▶ DATASET ROWS:
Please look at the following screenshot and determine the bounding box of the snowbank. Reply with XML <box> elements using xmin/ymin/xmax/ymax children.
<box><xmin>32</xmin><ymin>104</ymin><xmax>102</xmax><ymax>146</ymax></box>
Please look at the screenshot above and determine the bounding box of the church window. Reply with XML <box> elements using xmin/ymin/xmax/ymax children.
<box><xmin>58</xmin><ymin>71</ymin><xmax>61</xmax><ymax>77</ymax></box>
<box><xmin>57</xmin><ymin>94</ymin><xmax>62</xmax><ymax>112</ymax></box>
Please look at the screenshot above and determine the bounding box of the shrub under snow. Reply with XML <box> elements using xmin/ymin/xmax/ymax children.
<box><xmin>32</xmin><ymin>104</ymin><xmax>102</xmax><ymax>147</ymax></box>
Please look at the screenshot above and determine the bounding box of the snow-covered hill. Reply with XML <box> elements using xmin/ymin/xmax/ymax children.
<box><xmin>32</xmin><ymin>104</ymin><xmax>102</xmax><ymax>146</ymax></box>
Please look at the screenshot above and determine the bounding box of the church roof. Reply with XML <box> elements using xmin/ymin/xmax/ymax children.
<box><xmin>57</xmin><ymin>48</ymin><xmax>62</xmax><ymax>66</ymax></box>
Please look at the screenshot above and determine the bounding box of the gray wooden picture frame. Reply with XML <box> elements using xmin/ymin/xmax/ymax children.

▶ OBJECTIVE:
Rewrite the whole listing above, swapping every "screenshot" for "image" and leaving everything else unchanged.

▶ SOLUTION TO THIS PROBLEM:
Please look at the following image and determine the bounding box of the snowbank. Reply with XML <box> elements using xmin/ymin/xmax/ymax children.
<box><xmin>32</xmin><ymin>104</ymin><xmax>102</xmax><ymax>146</ymax></box>
Please look at the image above and determine the bounding box of the church window. Reply with XML <box> elements using xmin/ymin/xmax/ymax children.
<box><xmin>58</xmin><ymin>71</ymin><xmax>61</xmax><ymax>77</ymax></box>
<box><xmin>57</xmin><ymin>94</ymin><xmax>62</xmax><ymax>112</ymax></box>
Please look at the image above and determine the bounding box of the shrub under snow. Reply with XML <box> elements using xmin/ymin/xmax/ymax children.
<box><xmin>32</xmin><ymin>104</ymin><xmax>102</xmax><ymax>147</ymax></box>
Please look at the image above and determine the bounding box of the snow-covered hill. Reply with XML <box> elements using xmin/ymin/xmax/ymax children.
<box><xmin>32</xmin><ymin>104</ymin><xmax>102</xmax><ymax>146</ymax></box>
Please look at the image above and determine the bounding box of the church roof. Reply with XML <box> elements using xmin/ymin/xmax/ymax children.
<box><xmin>57</xmin><ymin>48</ymin><xmax>62</xmax><ymax>66</ymax></box>
Please look at the image above and determine the bounding box of the gray wooden picture frame. Reply with XML <box> elements using xmin/ymin/xmax/ymax children.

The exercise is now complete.